++++ Brano di testo ++++
La persecuzione del lavoratore che si rivolga al sindacato per la tutela dei propri interessi costituisce mobbing
Nota a Cass. 20 dicembre 2017, n. 30606
Caterina Cristina Chiaromonte
La lesione della personalità e dignità del lavoratore mediante una serie di condotte vessatorie finalizzate, anche attraverso l’esercizio abusivo del potere disciplinare, ad emarginare il dipendente e ad espellerlo dall’ambiente di lavoro integrano una condotta mobbizzante.
Come noto, ai fini della configurabilità del mobbing lavorativo devono ricorrere: a) “reiterati comportamenti di carattere persecutorio – illeciti o anche leciti se considerati singolarmente – che, con intento vessatorio, siano posti in essere contro la vittima in modo miratamente sistematico e prolungato nel tempo, direttamente da parte del datore di lavoro o di un suo preposto o anche da parte di altri dipendenti, sottoposti al potere direttivo dei primi: b) l’evento lesivo della salute, della personalità o della dignità del dipendente; c) il nesso eziologico tra le descritte condotte e il pregiudizio subito dalla vittima nella propria integrità psico-fisica e/o nella propria dignità; d) l’elemento soggettivo, cioè l’intento persecutorio unificante di tutti i componenti lesivi.” (Cass. 6 agosto 2014, n. 17698).
Ad affermarlo è la Corte di Cassazione (20 dicembre 2017, n. 30606), la quale, in linea con le pronunce dei Giudici di merito, ha ritenuto sussistenti simili indici nella condotta di un datore di lavoro che modifichi il proprio atteggiamento nei confronti di un dipendente, in seguito alla scelta di quest’ultimo di rivolgersi (con lettera del 10 settembre 2004) ad un’organizzazione sindacale per la tutela dei propri diritti.
L’azienda, come rilevato dalla Corte territoriale, aveva posto in essere una condotta (nel periodo intercorrente tra settembre 2004 – luglio 2005) vessatoria e persecutoria, diretta a demolire la personalità e la professionalità del prestatore, fino ad indurlo a rassegnare le dimissioni.
++++
§ Cosa fare
1. Secondo il brano sul mobbing, perché la Corte di Cassazione ha visto gli indici del mobbing nella condotta del datore di lavoro? Rispondi in una, due o tre frasi.
2. Nel brano sul mobbing, in quale periodo l'azienda ha tenuto la condotta vessatoria e persecutoria?
3. Le affermazioni (a), (b) e (c) concordano con il brano sul mobbing? Rispondi sì o no a ciascuna e cita le parole del brano che decidono. (a) Ai fini del mobbing contano solo comportamenti illeciti. (b) Le condotte persecutorie possono provenire anche da altri dipendenti. (c) La Cassazione si è discostata dalle pronunce dei Giudici di merito.
I record provengono da un'altra fonte.
++++ Voci estratte ++++
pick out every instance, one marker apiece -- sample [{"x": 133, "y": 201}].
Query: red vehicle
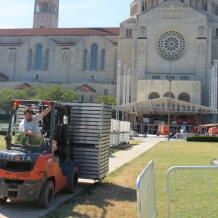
[
  {"x": 190, "y": 122},
  {"x": 207, "y": 128},
  {"x": 213, "y": 131},
  {"x": 162, "y": 129},
  {"x": 35, "y": 172},
  {"x": 180, "y": 121}
]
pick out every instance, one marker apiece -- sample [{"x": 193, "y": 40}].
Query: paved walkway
[{"x": 31, "y": 209}]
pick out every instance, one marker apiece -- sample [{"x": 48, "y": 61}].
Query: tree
[
  {"x": 6, "y": 95},
  {"x": 107, "y": 100},
  {"x": 52, "y": 93},
  {"x": 56, "y": 93}
]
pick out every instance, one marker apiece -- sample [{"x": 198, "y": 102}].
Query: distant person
[{"x": 29, "y": 125}]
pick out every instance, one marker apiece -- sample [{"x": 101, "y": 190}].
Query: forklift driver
[{"x": 29, "y": 125}]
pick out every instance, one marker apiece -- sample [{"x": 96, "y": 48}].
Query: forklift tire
[
  {"x": 3, "y": 201},
  {"x": 46, "y": 195},
  {"x": 71, "y": 188}
]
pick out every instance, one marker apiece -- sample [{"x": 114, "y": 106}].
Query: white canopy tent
[{"x": 162, "y": 106}]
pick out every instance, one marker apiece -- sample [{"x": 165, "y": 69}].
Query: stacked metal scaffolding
[
  {"x": 89, "y": 132},
  {"x": 213, "y": 90}
]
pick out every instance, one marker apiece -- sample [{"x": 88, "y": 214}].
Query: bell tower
[{"x": 46, "y": 14}]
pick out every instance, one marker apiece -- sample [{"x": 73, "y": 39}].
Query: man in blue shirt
[{"x": 29, "y": 125}]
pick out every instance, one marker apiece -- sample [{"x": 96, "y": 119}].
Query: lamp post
[{"x": 169, "y": 111}]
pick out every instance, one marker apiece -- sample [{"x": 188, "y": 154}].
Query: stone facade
[{"x": 161, "y": 40}]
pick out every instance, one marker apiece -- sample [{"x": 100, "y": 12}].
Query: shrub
[{"x": 4, "y": 132}]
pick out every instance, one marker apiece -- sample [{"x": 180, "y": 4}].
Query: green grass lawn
[{"x": 115, "y": 196}]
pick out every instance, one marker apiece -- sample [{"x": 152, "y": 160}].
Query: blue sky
[{"x": 72, "y": 13}]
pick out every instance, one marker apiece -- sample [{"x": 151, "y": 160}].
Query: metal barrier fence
[
  {"x": 145, "y": 190},
  {"x": 183, "y": 136},
  {"x": 192, "y": 191}
]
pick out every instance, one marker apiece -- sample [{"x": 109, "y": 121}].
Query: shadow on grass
[{"x": 98, "y": 196}]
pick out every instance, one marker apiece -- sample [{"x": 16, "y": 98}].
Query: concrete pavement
[{"x": 116, "y": 160}]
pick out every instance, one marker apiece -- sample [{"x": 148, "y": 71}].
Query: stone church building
[{"x": 160, "y": 41}]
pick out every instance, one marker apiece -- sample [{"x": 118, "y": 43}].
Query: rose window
[{"x": 171, "y": 45}]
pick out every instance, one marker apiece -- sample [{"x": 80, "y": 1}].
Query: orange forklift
[{"x": 33, "y": 171}]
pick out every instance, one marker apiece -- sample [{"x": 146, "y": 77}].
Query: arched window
[
  {"x": 184, "y": 97},
  {"x": 171, "y": 95},
  {"x": 30, "y": 61},
  {"x": 153, "y": 95},
  {"x": 38, "y": 57},
  {"x": 85, "y": 55},
  {"x": 94, "y": 57},
  {"x": 103, "y": 60},
  {"x": 46, "y": 59}
]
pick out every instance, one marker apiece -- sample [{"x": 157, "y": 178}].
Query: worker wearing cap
[{"x": 29, "y": 125}]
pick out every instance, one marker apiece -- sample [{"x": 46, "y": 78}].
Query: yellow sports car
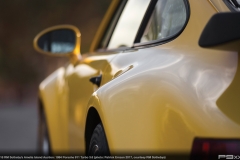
[{"x": 162, "y": 78}]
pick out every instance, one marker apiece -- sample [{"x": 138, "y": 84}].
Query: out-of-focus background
[{"x": 22, "y": 68}]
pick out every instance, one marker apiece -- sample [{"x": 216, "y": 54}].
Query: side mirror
[
  {"x": 222, "y": 32},
  {"x": 61, "y": 40}
]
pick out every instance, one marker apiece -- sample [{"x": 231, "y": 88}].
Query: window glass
[
  {"x": 128, "y": 24},
  {"x": 168, "y": 18}
]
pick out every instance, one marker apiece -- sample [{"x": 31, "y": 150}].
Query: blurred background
[{"x": 22, "y": 68}]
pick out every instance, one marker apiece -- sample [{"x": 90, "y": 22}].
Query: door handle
[{"x": 96, "y": 80}]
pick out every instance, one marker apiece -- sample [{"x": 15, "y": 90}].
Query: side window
[
  {"x": 167, "y": 19},
  {"x": 128, "y": 24}
]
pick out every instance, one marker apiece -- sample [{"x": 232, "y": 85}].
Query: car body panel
[{"x": 155, "y": 99}]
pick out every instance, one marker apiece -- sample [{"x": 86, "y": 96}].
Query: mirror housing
[
  {"x": 222, "y": 32},
  {"x": 61, "y": 40}
]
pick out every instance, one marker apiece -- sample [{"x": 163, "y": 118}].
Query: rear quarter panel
++++
§ Soluzioni in ordine
1. Il datore di lavoro aveva cambiato atteggiamento verso il dipendente dopo che questi si era rivolto a un'organizzazione sindacale per la tutela dei propri diritti, con lettera del 10 settembre 2004. La Corte territoriale aveva rilevato che l'azienda, tra settembre 2004 e luglio 2005, aveva tenuto una condotta vessatoria e persecutoria. Quella condotta mirava a demolire la personalità e la professionalità del prestatore, fino a indurlo a dimettersi.

2. Tra settembre 2004 e luglio 2005.

3.
(a) No: "illeciti o anche leciti se considerati singolarmente".
(b) Sì: "o anche da parte di altri dipendenti".
(c) No: "in linea con le pronunce dei Giudici di merito".